(TO DO)
(1) In the text on intellectual property in Kenya, reproduce the passage from "THE SECURITIZATION OF" up to and including "in tangible form.", switching "creations of the mind" to "products of the intellect".
(2) Determine whether each statement below agrees with the text on intellectual property in Kenya. Answer yes or no for each, and quote the text's exact deciding words. (a) The WIPO definition of intellectual property includes designs. (b) The Moveable Property Security Rights Act dates from 2017. (c) Trade mark is defined in Section 2(1) of the Copyright Act, 2001.
(3) According to the text on intellectual property in Kenya, which section of the Moveable Property Security Rights Act defines intellectual property?

THE SECURITIZATION OF INTELLECTUAL PROPERTY IN KENYA
The World Intellectual Property Organization (WIPO) defines Intellectual Property (hereinafter referred to as “IP”) as, creations of the mind, such as inventions; literary and artistic works; designs; and symbols, names and images used in commerce. IP is protected in law by, for example, patents, copyright and trademarks, which enable people to earn recognition or financial benefit from what they invent or create. Additionally, IP is described as the recognition, protection and promotion of the work or product of the mind; of human creativity embodied in tangible form.
Section 2 of the Moveable Property Security Rights Act, 2017 (hereinafter referred to as the “MPSR Act”) defines IP as:
- Copyright as defined in Section 2(1) of the Copyright Act, 2001;
- Industrial property rights as defined in Section 2(1) of the Industrial Property Act, 2001;
- Trade mark as defined in Section 2(1) of the Trade Marks Act, Cap 506; and,
- Any other related right.

(DATA RECORDS)
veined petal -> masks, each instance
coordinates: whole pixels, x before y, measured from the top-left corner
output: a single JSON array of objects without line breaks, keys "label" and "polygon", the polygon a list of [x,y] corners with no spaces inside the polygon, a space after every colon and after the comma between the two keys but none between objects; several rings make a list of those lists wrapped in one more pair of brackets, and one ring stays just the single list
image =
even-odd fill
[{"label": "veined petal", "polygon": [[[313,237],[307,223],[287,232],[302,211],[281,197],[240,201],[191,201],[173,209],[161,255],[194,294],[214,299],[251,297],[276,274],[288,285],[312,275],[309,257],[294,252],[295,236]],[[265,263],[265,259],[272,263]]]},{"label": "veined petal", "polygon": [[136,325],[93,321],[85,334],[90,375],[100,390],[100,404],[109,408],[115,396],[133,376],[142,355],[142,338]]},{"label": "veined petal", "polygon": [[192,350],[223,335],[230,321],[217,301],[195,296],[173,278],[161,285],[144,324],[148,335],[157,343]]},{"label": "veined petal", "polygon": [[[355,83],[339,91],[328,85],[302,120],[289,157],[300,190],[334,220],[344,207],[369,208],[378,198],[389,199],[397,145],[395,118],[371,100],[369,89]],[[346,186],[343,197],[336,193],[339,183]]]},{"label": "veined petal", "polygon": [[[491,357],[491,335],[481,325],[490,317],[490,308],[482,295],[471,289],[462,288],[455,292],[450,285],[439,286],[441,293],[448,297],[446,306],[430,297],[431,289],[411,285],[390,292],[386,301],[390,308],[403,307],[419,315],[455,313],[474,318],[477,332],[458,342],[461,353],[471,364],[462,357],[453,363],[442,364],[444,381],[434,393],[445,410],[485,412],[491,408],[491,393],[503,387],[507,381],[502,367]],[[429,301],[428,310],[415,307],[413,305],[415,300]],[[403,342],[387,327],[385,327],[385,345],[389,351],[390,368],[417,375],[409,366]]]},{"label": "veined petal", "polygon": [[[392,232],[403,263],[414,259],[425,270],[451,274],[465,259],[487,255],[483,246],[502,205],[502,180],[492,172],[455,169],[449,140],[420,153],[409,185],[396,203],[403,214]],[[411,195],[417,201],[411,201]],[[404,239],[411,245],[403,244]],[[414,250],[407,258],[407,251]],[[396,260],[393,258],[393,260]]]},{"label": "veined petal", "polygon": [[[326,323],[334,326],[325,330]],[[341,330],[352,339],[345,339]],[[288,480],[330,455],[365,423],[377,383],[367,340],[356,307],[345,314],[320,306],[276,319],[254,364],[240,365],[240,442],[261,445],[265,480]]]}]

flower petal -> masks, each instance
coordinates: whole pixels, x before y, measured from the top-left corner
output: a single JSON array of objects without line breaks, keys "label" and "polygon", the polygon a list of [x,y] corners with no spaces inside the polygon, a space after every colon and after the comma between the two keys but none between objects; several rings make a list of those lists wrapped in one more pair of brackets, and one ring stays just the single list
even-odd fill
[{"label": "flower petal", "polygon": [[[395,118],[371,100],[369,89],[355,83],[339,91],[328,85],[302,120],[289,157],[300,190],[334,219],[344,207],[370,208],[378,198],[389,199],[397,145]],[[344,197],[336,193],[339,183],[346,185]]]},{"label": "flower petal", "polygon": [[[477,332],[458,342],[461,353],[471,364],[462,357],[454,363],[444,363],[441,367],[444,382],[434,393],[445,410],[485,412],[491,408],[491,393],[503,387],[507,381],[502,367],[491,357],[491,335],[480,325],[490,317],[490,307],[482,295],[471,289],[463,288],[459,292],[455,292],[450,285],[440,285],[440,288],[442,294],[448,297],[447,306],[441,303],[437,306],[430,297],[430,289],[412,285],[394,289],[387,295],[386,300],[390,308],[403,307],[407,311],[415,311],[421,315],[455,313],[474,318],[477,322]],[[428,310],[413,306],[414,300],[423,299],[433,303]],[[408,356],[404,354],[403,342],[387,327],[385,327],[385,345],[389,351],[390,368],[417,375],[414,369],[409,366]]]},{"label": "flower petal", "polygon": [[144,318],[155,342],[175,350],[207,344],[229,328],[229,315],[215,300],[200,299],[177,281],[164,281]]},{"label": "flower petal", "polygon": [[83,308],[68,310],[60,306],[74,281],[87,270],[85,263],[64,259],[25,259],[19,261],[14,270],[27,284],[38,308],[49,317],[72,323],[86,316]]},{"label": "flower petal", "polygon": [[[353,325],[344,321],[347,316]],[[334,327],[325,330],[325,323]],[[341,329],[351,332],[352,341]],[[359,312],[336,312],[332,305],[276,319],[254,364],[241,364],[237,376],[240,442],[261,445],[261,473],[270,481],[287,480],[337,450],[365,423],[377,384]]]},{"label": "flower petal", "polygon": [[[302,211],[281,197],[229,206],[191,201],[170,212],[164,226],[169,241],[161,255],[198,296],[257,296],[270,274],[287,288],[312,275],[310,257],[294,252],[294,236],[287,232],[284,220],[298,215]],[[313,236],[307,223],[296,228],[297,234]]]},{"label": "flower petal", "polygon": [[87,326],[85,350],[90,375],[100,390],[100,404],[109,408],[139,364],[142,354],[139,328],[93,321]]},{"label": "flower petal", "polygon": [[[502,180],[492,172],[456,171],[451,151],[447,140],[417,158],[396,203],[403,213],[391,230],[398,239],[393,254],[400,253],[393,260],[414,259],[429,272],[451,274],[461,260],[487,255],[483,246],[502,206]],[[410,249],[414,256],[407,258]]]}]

(RESPONSE LIST)
(1)
THE SECURITIZATION OF INTELLECTUAL PROPERTY IN KENYA
The World Intellectual Property Organization (WIPO) defines Intellectual Property (hereinafter referred to as “IP”) as, products of the intellect, such as inventions; literary and artistic works; designs; and symbols, names and images used in commerce. IP is protected in law by, for example, patents, copyright and trademarks, which enable people to earn recognition or financial benefit from what they invent or create. Additionally, IP is described as the recognition, protection and promotion of the work or product of the mind; of human creativity embodied in tangible form.

(2)
(a) Yes: "creations of the mind, such as inventions; literary and artistic works; designs; and symbols, names and images used in commerce."
(b) Yes: "Moveable Property Security Rights Act, 2017"
(c) No: "Trade mark as defined in Section 2(1) of the Trade Marks Act, Cap 506"

(3) Section 2